TASK INSTRUCTIONS: Please retype the text on hibernator genomic changes word for word, from "To enrich for" to "conserved in homeotherms.".

QUOTED PASSAGE:

_ _ _ _

To enrich for hibernation-relevant elements, we identified convergent genomic changes by testing for parallel hibernator accelerated regions (pHibARs) and deletions (pHibDELs) impacting the same conserved regions in multiple hibernators. Peak numbers of pHibARs were found in ~40 bp conserved regions (fig. S4A), whereas pHibDELs peaked in ~30 bp regions (fig. S4B). Examples are shown in fig. S4C, D. Hibernators have more pHibARs and pHibDELs than expected by chance (fig. S4E, F). We identified 9,374 pHibARs and 25,108 pHibDELs across the mammalian genome (Fig. 2D, E; tables S4, S5), defining convergent hibernator changes to cis-elements conserved in homeotherms.
Distal CREs regulate gene expression through long-range 3D interactions. To identify genes contacted by pHibARs or pHibDELs in the hypothalamus, we used H3K27ac targeted proximity-assisted ligation ChIP (PLAC)-Seq (30, 31) (Fig. 2F, G). This generated a significant contact map, allowing us to assign pHibARs, pHibDELs, and ATAC-Seq peaks to gene promoters (Fig. 2F, G; tables S6, S7). In the hypothalamus, 14% of pHibARs formed enhancer-promoter (E-P) contacts, 58% formed enhancer-enhancer (E-E) contacts, and 28% were in conserved regions without significant regulatory contacts (Fig. 2H). Similar results were observed for pHibDELs (Fig. 2H). Hypothalamic regulatory contacts remained stable under fasting conditions, showing no metabolism-induced changes (fig. S5).

_ _ _ _

AVAILABLE DATA:
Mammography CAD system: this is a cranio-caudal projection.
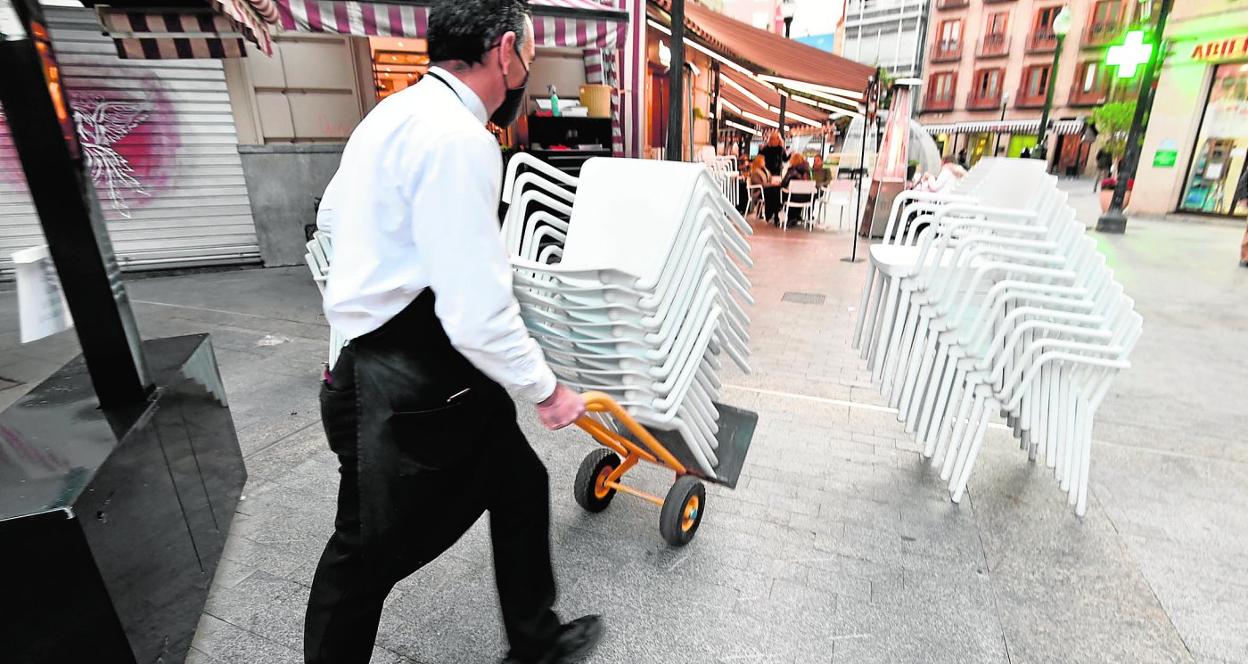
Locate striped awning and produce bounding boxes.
[273,0,628,49]
[924,119,1087,135]
[95,0,280,60]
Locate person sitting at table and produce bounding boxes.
[776,152,810,226]
[759,130,789,176]
[745,155,771,216]
[810,155,832,187]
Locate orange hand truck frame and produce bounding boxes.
[573,392,758,547]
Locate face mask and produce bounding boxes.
[489,42,529,127]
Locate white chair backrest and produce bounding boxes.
[562,157,706,280]
[789,180,819,193]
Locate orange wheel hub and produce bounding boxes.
[680,496,701,533]
[594,466,615,500]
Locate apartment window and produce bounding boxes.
[980,11,1010,55]
[1036,5,1062,32]
[983,11,1010,35]
[927,71,957,110]
[934,19,962,60]
[975,69,1003,99]
[1027,5,1062,51]
[1071,60,1106,106]
[940,19,962,44]
[1088,0,1123,44]
[1018,65,1048,106]
[1076,60,1101,94]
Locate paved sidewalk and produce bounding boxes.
[0,181,1248,664]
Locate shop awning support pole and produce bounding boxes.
[710,61,719,152]
[780,90,789,139]
[1096,0,1173,233]
[664,0,685,161]
[0,0,152,408]
[841,74,879,263]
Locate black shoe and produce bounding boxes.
[503,615,605,664]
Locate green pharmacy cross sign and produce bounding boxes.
[1104,30,1153,79]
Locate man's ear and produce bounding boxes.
[498,31,517,74]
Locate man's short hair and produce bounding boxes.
[428,0,529,65]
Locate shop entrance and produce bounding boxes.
[1178,62,1248,217]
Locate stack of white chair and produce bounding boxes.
[703,155,741,207]
[303,231,347,367]
[854,159,1142,515]
[508,159,753,477]
[502,152,578,263]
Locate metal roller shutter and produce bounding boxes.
[0,7,260,277]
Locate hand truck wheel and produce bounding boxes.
[659,476,706,547]
[572,447,622,512]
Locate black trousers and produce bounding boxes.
[305,292,559,664]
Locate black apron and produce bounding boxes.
[322,290,515,572]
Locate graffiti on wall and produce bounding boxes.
[0,75,180,218]
[74,97,151,218]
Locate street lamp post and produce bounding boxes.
[1032,6,1073,160]
[992,92,1010,156]
[1096,0,1173,233]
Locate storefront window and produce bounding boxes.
[368,37,429,101]
[1179,64,1248,217]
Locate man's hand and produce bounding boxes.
[538,384,585,431]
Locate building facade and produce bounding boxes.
[1128,0,1248,218]
[920,0,1152,175]
[840,0,940,76]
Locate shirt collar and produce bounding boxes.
[429,66,489,125]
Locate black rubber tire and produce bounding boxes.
[659,476,706,547]
[572,447,622,512]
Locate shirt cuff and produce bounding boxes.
[518,362,557,406]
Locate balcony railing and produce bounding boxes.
[1027,27,1057,52]
[932,39,962,62]
[924,92,953,111]
[966,90,1001,111]
[1068,77,1109,106]
[1083,20,1123,46]
[980,32,1010,57]
[1015,86,1045,109]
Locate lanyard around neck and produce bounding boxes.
[428,71,467,106]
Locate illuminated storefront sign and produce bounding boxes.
[1192,34,1248,62]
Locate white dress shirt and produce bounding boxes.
[318,67,555,403]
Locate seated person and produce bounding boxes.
[780,152,810,222]
[810,155,832,188]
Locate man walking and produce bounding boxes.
[305,0,602,664]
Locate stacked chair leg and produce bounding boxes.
[854,159,1142,515]
[503,159,756,545]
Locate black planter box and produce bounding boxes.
[0,334,247,664]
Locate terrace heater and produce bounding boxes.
[859,79,920,237]
[0,0,247,664]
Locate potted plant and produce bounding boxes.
[1092,101,1136,211]
[1101,175,1136,212]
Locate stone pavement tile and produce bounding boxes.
[187,614,303,664]
[971,441,1191,662]
[1091,446,1248,555]
[246,418,337,481]
[831,598,1003,664]
[1124,537,1248,662]
[235,412,329,457]
[200,572,308,662]
[733,580,840,662]
[377,558,505,663]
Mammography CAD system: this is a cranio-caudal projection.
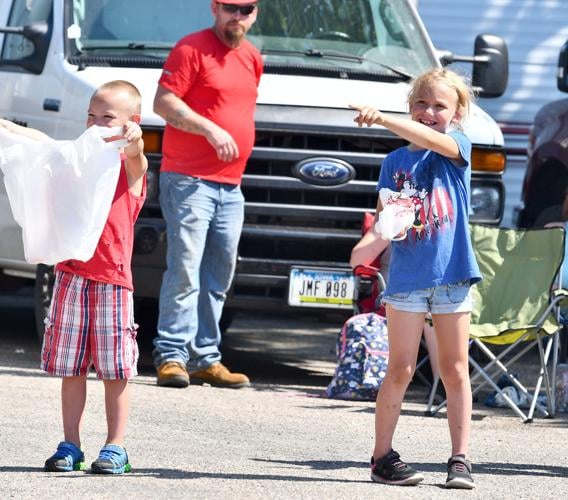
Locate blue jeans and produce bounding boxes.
[153,172,244,371]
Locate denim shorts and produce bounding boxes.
[383,280,473,314]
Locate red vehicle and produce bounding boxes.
[517,41,568,227]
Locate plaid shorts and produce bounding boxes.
[41,271,138,380]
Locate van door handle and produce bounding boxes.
[43,98,61,111]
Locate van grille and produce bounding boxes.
[230,125,405,305]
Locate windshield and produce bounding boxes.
[67,0,437,78]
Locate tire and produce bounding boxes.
[534,205,562,227]
[34,264,55,343]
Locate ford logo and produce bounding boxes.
[294,157,355,187]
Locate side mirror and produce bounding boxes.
[437,34,509,97]
[556,40,568,92]
[0,21,50,74]
[471,34,509,97]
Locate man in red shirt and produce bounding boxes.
[154,0,262,388]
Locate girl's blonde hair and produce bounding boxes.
[408,68,474,123]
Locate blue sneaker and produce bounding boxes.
[45,441,86,472]
[91,444,132,474]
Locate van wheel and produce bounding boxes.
[534,205,562,227]
[34,264,55,342]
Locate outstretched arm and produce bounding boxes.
[154,85,239,161]
[350,105,463,161]
[0,118,53,141]
[111,121,148,196]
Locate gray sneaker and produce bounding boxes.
[446,455,475,490]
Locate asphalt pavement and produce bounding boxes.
[0,294,568,500]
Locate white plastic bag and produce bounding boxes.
[375,188,415,241]
[0,127,124,264]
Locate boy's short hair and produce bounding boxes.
[408,68,474,121]
[91,80,142,115]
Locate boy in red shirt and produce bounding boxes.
[0,80,148,474]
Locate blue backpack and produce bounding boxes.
[326,313,389,401]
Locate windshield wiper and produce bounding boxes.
[261,49,414,80]
[82,41,174,50]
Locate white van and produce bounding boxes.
[0,0,508,336]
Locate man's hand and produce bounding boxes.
[205,122,239,162]
[349,104,385,127]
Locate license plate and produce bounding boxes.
[288,267,354,309]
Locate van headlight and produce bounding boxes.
[470,182,504,223]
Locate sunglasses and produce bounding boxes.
[217,2,256,16]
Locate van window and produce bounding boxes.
[66,0,439,79]
[72,0,213,50]
[2,0,53,60]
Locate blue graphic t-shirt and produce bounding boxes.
[377,131,481,295]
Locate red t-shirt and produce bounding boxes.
[159,29,262,185]
[56,161,146,290]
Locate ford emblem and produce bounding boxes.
[294,157,355,187]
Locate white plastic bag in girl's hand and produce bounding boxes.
[0,127,122,264]
[375,188,414,241]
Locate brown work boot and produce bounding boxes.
[156,361,189,388]
[191,363,250,389]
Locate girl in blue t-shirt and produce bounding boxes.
[352,69,481,489]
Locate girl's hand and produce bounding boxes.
[349,104,385,127]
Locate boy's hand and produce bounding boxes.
[103,121,143,156]
[349,104,384,127]
[123,122,142,143]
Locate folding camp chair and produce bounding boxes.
[426,224,568,422]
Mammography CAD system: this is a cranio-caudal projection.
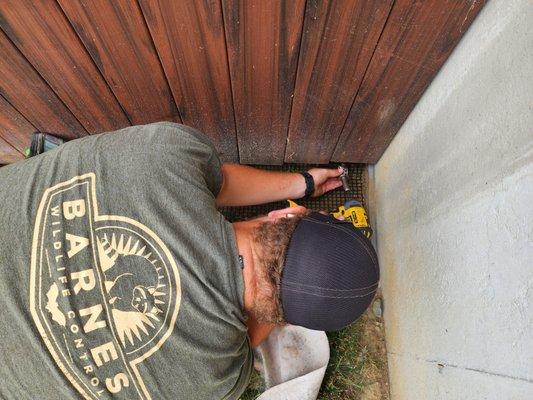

_ _ _ _

RESPONSE AREA:
To enrich for hibernation-relevant elements, we identified convergent genomic changes by testing for parallel hibernator accelerated regions (pHibARs) and deletions (pHibDELs) impacting the same conserved regions in multiple hibernators. Peak numbers of pHibARs were found in ~40 bp conserved regions (fig. S4A), whereas pHibDELs peaked in ~30 bp regions (fig. S4B). Examples are shown in fig. S4C, D. Hibernators have more pHibARs and pHibDELs than expected by chance (fig. S4E, F). We identified 9,374 pHibARs and 25,108 pHibDELs across the mammalian genome (Fig. 2D, E; tables S4, S5), defining convergent hibernator changes to cis-elements conserved in homeotherms.